EXERCISE PROMPT: Rewrite every line of the listing below with "instance" swapped for "occurrence" and nothing else changed. Leave the pictures out of your answer.

AVAILABLE RECORDS:
········

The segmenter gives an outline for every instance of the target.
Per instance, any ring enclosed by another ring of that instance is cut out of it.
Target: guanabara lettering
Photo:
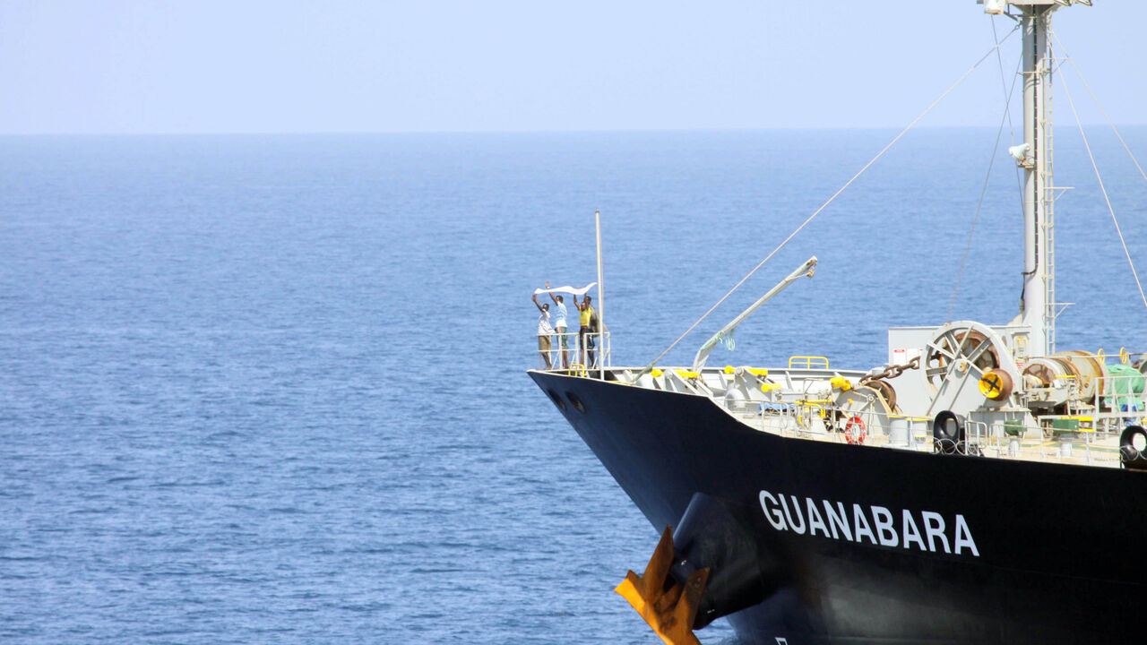
[[[895,512],[884,506],[846,505],[843,502],[760,491],[760,508],[777,530],[819,535],[875,546],[980,557],[963,515],[949,521],[933,511]]]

········

EXERCISE ANSWER:
The segmenter gives an outline for every occurrence of the target.
Per occurrence, any ring enclosed by another ring of that occurrence is cut out of it.
Target: guanabara lettering
Photo:
[[[895,512],[884,506],[846,505],[843,502],[760,491],[760,508],[777,530],[819,535],[875,546],[980,557],[963,515],[949,521],[933,511]]]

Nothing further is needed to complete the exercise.